How many lines of the material below contain the word "face"? Reply with the count alone.

## Start RECORDS SHOWN

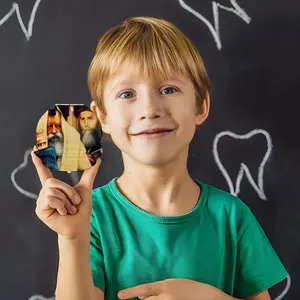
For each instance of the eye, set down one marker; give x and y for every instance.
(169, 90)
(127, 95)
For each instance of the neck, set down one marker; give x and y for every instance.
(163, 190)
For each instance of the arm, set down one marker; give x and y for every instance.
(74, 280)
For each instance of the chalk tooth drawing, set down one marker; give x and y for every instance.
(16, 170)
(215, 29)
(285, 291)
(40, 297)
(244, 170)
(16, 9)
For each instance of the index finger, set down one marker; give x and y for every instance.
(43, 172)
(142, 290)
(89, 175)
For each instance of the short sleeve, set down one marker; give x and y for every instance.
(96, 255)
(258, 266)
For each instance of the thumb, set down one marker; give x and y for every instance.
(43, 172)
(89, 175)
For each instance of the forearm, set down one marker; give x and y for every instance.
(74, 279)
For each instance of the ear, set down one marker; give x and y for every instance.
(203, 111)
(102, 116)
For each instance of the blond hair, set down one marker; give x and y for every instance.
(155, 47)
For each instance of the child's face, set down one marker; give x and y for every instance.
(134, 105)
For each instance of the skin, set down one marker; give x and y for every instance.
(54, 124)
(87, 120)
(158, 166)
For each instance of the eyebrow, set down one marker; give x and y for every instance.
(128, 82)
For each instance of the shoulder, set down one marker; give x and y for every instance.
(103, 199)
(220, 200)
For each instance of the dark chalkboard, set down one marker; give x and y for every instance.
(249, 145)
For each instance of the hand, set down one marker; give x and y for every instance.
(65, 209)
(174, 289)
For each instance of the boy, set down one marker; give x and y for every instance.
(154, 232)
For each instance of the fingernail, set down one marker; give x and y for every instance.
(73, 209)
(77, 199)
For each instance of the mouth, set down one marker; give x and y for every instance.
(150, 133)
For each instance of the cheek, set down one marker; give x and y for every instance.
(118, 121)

## End RECORDS SHOWN
## Start RECORDS SHOWN

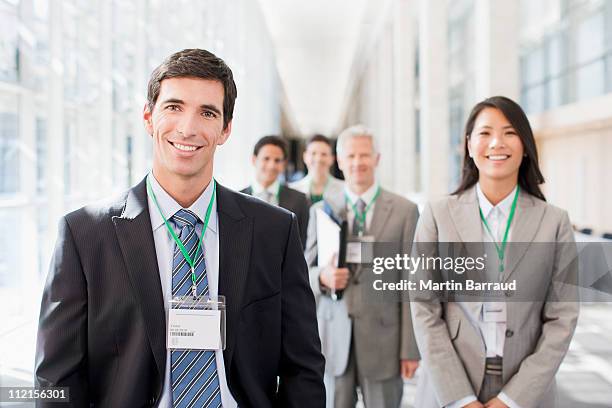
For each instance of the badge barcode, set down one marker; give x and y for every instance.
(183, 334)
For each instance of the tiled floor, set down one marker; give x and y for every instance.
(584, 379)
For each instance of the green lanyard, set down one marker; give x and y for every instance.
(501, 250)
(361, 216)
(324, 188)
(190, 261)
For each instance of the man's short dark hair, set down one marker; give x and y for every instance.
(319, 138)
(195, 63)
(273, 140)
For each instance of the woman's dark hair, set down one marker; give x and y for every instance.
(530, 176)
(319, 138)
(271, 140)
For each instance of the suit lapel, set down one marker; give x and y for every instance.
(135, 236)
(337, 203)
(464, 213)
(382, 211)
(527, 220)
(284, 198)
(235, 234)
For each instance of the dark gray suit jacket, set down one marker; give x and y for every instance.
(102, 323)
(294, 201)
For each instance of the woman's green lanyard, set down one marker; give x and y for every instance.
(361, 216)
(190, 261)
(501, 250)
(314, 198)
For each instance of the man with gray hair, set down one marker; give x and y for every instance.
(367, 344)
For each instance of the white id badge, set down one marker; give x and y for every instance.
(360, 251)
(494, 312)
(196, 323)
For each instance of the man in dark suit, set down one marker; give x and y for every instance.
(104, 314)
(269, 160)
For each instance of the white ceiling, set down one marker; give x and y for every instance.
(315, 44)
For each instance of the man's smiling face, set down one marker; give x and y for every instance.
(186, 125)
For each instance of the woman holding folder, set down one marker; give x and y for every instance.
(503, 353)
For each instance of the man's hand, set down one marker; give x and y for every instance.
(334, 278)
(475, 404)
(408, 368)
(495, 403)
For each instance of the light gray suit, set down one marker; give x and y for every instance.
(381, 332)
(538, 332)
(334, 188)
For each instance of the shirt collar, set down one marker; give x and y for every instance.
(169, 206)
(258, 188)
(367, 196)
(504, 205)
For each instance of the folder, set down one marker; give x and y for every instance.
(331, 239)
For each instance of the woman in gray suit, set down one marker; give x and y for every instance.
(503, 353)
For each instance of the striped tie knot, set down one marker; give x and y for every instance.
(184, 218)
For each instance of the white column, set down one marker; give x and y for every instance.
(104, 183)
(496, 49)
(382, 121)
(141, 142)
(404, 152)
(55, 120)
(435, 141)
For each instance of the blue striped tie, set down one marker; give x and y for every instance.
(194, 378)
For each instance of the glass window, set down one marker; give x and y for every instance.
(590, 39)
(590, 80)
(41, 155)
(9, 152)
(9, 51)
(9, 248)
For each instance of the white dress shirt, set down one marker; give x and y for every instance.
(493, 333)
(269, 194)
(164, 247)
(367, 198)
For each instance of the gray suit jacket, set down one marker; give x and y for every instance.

## End RECORDS SHOWN

= TASK ANSWER =
2